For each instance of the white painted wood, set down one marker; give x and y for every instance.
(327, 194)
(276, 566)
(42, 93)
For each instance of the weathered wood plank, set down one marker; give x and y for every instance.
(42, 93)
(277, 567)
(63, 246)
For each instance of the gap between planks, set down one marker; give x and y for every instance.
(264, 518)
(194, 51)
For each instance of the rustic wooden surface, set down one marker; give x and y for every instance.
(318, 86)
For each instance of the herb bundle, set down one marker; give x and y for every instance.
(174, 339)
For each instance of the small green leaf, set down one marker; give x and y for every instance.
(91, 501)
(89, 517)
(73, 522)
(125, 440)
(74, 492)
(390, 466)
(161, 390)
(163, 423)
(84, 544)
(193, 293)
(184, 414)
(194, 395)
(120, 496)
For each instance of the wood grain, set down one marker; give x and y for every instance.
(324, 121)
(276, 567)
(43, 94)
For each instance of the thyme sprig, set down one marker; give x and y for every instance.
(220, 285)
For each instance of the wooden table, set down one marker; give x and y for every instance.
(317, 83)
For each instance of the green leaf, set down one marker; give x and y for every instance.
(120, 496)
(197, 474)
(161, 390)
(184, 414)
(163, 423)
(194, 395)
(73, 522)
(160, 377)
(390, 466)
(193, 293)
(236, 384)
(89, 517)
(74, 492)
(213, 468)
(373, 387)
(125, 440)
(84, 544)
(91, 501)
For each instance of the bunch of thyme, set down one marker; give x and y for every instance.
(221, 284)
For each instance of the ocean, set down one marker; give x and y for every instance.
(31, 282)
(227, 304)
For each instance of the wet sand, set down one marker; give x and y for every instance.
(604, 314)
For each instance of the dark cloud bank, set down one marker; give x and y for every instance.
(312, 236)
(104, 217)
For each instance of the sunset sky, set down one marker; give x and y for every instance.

* * * * *

**Instructions to follow**
Copy out all of the material above, switching each "set down" to "place" and keeping every other word and number unchanged.

**Answer to the exercise**
For each instance of the white painted wood, place one marker; give x and y for every instance.
(327, 194)
(276, 566)
(42, 93)
For each instance of the weathered wood plank, place one marker; give x and y for every instance.
(42, 93)
(277, 567)
(63, 246)
For each instance of the gap between planks, place one marker; give x and y for every instance.
(264, 518)
(194, 51)
For each instance of the rustic wooden surface, place one marker; give x and y for every instance.
(318, 86)
For each instance of the herb bundle, place one marker; give x and y for every instance.
(174, 339)
For each instance of the small green leaf, place one marker; give x and y for every instance.
(91, 501)
(89, 517)
(73, 522)
(125, 440)
(74, 492)
(390, 466)
(161, 390)
(163, 423)
(84, 544)
(193, 293)
(184, 414)
(194, 395)
(120, 496)
For each instance of the wood grain, place one marker; give x and y for every instance.
(324, 121)
(276, 567)
(43, 94)
For each instance of the thyme sprig, place one marker; give x and y for every instance.
(220, 285)
For each instance of the wooden table, place one marker; give x and y for every instance.
(317, 83)
For each instance of the green leaf, place one marker; give x and y for every instance.
(120, 496)
(197, 474)
(161, 390)
(184, 414)
(163, 423)
(194, 395)
(73, 522)
(160, 377)
(390, 466)
(193, 293)
(236, 384)
(89, 517)
(74, 492)
(213, 468)
(373, 387)
(125, 440)
(84, 544)
(91, 501)
For each instance of the bunch of thyme, place one marker; give x and y for every instance.
(221, 284)
For each instance of the ocean, place one marker; give x and y for every instance.
(31, 282)
(227, 304)
For each instance of the wet sand, place one marker; give x and y for every instance.
(604, 314)
For each instance of the dark cloud bank, place one marker; give x and y for every instance.
(312, 236)
(104, 217)
For each instance of the sunset sky, place one marker; give x and y for every instance.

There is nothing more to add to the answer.